*TASK DIRECTIONS*. Copy the lines below verbatim, from the first line of the records through the line containing "0;253;640;373", both ends included.

*DATA LISTING*.
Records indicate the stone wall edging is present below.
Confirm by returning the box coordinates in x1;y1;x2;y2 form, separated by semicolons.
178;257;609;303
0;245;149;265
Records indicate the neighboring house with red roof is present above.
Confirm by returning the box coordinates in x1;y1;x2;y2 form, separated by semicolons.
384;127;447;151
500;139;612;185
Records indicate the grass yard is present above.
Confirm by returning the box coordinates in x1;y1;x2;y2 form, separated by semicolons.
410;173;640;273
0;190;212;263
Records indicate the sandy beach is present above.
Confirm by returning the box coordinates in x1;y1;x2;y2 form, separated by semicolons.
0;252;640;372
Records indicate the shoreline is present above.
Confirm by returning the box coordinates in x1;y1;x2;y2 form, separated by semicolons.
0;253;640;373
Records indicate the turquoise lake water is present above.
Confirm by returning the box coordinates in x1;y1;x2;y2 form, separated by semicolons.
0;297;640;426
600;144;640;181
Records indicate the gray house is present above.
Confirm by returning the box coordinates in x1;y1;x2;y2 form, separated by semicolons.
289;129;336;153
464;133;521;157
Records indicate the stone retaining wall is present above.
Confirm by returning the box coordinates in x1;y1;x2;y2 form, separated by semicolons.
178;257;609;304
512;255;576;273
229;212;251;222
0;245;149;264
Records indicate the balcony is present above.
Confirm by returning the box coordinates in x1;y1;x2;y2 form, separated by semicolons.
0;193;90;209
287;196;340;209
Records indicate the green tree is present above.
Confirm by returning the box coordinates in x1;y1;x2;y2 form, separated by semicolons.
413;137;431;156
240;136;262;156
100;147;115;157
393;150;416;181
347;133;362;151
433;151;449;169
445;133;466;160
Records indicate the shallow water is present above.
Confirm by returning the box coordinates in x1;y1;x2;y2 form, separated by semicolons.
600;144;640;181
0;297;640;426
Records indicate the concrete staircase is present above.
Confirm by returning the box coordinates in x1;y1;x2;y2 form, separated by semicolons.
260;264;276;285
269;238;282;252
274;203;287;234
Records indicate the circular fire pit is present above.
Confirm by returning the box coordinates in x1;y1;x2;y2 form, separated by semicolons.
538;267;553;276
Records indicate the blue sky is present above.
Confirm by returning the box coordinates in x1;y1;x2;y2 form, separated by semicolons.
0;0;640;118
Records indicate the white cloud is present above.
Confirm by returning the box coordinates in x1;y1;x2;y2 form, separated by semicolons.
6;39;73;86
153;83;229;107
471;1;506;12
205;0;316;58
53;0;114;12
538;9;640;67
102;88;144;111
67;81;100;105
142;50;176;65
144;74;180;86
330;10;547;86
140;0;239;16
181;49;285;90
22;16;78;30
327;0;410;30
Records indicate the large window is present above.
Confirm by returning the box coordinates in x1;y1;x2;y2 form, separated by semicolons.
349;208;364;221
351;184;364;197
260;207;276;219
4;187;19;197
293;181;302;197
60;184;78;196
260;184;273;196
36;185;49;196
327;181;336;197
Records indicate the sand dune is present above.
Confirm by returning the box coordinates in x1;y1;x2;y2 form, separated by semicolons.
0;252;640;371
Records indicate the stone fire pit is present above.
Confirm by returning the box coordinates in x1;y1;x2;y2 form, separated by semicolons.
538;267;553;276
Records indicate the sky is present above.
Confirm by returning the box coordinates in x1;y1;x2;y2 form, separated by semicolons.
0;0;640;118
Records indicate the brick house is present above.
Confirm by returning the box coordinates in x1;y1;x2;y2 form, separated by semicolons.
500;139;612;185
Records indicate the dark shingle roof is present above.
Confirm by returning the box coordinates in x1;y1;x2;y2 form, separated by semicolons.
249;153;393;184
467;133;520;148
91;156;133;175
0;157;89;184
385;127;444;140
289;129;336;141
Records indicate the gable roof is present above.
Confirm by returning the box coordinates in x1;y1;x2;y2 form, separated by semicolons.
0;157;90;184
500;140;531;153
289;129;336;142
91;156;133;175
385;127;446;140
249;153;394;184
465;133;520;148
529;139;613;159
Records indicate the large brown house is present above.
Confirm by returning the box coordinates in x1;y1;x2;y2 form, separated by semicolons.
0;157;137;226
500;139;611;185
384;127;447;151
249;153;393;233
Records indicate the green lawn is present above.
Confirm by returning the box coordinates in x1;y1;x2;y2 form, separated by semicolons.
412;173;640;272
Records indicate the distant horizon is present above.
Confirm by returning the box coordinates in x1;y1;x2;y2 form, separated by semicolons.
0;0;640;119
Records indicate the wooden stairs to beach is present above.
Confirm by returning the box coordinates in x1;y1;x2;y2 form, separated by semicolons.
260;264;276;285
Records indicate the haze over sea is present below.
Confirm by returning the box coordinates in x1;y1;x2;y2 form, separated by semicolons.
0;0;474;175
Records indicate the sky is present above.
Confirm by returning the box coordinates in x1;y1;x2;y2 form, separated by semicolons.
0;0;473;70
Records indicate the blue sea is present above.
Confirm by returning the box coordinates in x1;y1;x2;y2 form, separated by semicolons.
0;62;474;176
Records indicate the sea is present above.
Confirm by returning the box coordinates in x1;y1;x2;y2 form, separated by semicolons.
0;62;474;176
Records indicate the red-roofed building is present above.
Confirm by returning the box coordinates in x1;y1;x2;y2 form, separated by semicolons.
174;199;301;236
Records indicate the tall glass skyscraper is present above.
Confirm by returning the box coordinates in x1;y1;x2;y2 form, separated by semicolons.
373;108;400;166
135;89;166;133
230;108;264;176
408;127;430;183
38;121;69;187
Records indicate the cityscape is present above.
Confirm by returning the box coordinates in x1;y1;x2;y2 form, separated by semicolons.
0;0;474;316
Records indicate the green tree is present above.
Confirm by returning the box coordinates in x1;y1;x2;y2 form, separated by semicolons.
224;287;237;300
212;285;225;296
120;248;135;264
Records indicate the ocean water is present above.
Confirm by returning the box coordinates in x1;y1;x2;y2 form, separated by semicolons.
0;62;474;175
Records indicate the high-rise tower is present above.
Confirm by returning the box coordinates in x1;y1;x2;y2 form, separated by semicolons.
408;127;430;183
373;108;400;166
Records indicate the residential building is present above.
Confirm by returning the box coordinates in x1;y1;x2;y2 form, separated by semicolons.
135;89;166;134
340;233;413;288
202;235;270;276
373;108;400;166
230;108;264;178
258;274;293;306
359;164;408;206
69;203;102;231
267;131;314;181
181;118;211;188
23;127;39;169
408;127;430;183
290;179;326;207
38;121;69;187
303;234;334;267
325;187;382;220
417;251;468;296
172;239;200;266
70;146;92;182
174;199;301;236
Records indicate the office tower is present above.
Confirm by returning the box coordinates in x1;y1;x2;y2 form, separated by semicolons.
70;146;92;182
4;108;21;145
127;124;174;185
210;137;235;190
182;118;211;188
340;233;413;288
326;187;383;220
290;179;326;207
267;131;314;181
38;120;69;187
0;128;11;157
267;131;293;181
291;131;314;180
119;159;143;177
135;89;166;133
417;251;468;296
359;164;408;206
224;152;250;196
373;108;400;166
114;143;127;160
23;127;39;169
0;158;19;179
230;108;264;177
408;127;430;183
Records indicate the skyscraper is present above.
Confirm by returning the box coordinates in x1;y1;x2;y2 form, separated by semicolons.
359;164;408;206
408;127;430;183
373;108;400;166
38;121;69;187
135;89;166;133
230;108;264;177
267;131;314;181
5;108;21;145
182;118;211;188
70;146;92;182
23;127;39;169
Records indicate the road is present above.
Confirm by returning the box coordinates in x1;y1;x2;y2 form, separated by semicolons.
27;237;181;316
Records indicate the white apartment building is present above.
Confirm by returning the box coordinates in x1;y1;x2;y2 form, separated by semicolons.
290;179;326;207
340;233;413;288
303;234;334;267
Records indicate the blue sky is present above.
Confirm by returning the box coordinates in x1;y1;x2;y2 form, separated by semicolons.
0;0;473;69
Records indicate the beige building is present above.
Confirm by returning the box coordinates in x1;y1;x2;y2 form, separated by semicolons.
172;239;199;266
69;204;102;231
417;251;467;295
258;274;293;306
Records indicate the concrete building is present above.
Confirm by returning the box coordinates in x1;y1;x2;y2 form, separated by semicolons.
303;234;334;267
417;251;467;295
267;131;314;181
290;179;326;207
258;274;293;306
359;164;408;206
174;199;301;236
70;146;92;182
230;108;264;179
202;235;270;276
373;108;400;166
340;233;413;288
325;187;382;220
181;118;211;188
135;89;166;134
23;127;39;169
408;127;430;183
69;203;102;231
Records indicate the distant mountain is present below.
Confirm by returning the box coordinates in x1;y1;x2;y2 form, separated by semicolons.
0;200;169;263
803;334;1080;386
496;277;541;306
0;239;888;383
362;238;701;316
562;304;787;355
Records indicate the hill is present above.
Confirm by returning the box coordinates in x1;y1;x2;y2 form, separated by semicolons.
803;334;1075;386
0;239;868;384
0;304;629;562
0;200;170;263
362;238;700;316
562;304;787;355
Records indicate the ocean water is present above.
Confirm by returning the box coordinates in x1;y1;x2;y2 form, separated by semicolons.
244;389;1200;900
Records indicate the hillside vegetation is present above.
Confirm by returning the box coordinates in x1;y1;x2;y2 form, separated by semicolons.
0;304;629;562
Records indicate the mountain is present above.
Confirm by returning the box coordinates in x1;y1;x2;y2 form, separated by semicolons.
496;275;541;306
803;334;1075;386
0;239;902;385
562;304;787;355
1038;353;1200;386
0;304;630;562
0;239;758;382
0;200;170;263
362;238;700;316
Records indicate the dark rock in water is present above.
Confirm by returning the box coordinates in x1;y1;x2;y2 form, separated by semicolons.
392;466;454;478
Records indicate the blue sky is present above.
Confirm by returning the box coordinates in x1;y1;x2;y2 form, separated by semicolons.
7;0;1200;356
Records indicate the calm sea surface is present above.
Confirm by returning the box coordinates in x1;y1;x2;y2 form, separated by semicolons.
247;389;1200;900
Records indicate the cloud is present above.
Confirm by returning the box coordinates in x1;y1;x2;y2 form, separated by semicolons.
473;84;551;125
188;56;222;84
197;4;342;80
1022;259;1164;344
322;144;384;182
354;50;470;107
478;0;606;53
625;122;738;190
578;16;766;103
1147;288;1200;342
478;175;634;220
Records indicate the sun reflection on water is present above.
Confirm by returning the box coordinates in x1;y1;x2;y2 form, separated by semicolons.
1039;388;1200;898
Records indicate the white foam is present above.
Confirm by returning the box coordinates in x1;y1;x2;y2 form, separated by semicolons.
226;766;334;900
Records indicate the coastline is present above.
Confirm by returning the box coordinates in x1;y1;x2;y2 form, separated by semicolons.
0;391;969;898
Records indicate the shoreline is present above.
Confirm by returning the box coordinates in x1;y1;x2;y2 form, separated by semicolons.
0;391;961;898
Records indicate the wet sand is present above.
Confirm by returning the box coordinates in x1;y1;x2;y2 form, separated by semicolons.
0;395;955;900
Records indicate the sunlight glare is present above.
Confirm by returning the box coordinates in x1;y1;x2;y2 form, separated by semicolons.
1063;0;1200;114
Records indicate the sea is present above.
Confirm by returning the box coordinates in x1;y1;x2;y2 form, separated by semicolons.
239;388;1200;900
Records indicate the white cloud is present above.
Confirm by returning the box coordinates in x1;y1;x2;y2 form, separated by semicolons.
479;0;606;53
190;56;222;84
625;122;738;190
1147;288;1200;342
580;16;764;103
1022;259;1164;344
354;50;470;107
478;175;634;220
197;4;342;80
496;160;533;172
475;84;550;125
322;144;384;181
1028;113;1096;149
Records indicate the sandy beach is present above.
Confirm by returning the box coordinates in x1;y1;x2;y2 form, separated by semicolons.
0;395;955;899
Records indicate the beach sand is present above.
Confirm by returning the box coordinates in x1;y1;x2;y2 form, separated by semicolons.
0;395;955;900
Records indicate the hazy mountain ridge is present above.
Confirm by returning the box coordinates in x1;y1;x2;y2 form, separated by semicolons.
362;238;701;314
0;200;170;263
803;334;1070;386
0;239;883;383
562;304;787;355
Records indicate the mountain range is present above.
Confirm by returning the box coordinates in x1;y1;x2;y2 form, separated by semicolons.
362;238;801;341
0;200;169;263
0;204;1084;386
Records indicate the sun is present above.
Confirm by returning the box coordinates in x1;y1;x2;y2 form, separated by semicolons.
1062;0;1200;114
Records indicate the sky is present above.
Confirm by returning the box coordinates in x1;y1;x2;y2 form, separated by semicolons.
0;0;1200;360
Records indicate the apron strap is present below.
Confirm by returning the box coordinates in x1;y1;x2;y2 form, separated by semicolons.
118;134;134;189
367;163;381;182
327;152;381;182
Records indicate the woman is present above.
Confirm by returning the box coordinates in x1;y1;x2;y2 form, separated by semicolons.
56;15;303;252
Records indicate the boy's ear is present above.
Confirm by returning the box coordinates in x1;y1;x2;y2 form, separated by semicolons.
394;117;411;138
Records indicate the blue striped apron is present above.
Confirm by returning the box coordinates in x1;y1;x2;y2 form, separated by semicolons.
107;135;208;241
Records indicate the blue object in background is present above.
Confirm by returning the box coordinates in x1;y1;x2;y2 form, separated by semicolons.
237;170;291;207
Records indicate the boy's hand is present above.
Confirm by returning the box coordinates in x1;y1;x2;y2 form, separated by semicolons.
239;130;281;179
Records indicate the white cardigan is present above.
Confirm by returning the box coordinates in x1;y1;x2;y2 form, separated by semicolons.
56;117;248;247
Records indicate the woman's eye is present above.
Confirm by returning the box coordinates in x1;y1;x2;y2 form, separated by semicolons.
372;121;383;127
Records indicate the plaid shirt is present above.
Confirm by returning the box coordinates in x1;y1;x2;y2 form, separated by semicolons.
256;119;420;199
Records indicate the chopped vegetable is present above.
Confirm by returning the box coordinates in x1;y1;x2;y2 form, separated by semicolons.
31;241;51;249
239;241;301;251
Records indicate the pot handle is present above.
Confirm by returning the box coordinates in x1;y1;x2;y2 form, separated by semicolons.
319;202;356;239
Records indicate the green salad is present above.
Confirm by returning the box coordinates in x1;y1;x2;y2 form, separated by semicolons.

*RESPONSE TO THIS TASK*.
Records indicate the stone wall edging is present below.
Confirm by returning the box coordinates in x1;y1;x2;y2 form, separated by semicolons.
178;257;609;303
0;245;149;265
Records indicate the neighboring house with red roof is present above.
Confirm by returning the box coordinates in x1;y1;x2;y2 form, separated by semicolons.
384;127;447;151
500;139;612;185
Records indicate the grass yard is present above.
Confirm by returning the box coordinates in x1;y1;x2;y2 form, separated by semicolons.
410;173;640;273
0;190;212;263
Records indicate the sandy beach is present above.
Confirm by returning the box coordinates in x1;y1;x2;y2 form, separated by semicolons.
0;252;640;372
Records indicate the shoreline is present above.
Confirm by returning the box coordinates in x1;y1;x2;y2 form, separated by semicolons.
0;253;640;373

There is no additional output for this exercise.